> _The request_:
Can you output every line of the listing below as a numbered list, leaving out the blank lines?

> _Labeled contour entries_:

[Begin]

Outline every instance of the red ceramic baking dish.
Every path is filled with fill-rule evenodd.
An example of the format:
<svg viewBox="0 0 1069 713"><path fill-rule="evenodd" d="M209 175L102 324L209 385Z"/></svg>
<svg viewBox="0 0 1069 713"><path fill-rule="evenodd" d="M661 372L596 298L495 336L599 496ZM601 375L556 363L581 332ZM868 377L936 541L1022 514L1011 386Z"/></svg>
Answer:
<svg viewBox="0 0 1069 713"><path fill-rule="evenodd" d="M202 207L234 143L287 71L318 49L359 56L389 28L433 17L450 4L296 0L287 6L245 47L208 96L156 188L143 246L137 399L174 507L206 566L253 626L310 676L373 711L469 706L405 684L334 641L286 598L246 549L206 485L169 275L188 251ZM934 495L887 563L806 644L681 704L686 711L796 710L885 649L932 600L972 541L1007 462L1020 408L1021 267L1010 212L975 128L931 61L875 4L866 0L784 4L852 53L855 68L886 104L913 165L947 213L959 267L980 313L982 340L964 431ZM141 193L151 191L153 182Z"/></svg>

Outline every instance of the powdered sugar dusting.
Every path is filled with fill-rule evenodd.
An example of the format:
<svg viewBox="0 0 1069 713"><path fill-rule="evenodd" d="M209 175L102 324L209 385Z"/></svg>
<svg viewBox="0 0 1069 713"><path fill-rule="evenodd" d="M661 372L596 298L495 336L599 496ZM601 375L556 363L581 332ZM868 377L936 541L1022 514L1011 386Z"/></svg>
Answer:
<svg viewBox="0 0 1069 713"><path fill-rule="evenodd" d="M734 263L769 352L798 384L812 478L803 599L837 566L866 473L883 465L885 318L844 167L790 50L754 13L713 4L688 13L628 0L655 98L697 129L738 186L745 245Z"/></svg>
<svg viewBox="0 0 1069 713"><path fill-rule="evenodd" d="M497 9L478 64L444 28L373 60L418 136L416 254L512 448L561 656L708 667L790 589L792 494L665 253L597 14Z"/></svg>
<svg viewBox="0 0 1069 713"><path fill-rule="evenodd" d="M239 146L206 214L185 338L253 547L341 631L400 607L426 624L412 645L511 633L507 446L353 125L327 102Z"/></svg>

[End]

> _Full solution_:
1. Outline every instance of the red ceramic baking dish.
2. Every path is filled with fill-rule evenodd.
3. An example of the format:
4. <svg viewBox="0 0 1069 713"><path fill-rule="evenodd" d="M209 175L102 324L209 385Z"/></svg>
5. <svg viewBox="0 0 1069 713"><path fill-rule="evenodd" d="M661 372L596 298L495 336L599 496ZM601 375L556 363L581 332ZM868 377L936 541L1022 514L1011 386Z"/></svg>
6. Answer:
7. <svg viewBox="0 0 1069 713"><path fill-rule="evenodd" d="M202 207L234 143L287 71L318 49L359 56L389 28L433 17L450 4L296 0L287 6L245 47L208 96L156 188L143 246L137 399L174 507L206 566L253 626L310 676L373 711L469 706L405 684L334 641L286 598L246 549L206 485L169 275L188 251ZM934 495L887 563L806 644L681 704L686 711L796 710L885 649L932 600L972 541L1007 462L1020 408L1021 267L1010 212L975 128L931 61L875 4L866 0L784 4L852 53L855 68L886 104L913 165L947 213L959 267L980 313L982 340L964 431ZM141 193L151 191L153 182Z"/></svg>
8. Outline every instance of the powdered sugar dusting.
9. Every path is filled with fill-rule evenodd.
10. An example of the format:
11. <svg viewBox="0 0 1069 713"><path fill-rule="evenodd" d="M209 175L102 324L209 385Z"/></svg>
12. <svg viewBox="0 0 1069 713"><path fill-rule="evenodd" d="M661 372L596 298L495 336L599 496ZM601 375L556 363L581 332ZM868 377L936 541L1022 514L1011 386Z"/></svg>
13. Answer:
14. <svg viewBox="0 0 1069 713"><path fill-rule="evenodd" d="M734 263L769 352L798 384L812 478L803 599L837 566L866 473L883 465L885 318L844 167L790 50L754 13L713 4L688 13L628 0L655 98L697 129L738 186L745 245Z"/></svg>
15. <svg viewBox="0 0 1069 713"><path fill-rule="evenodd" d="M497 9L478 64L444 28L373 60L418 136L416 254L512 448L561 656L708 667L790 589L792 494L665 253L597 14Z"/></svg>
16. <svg viewBox="0 0 1069 713"><path fill-rule="evenodd" d="M239 146L206 214L185 338L253 547L341 631L400 607L426 624L412 645L511 633L507 446L353 125L327 102Z"/></svg>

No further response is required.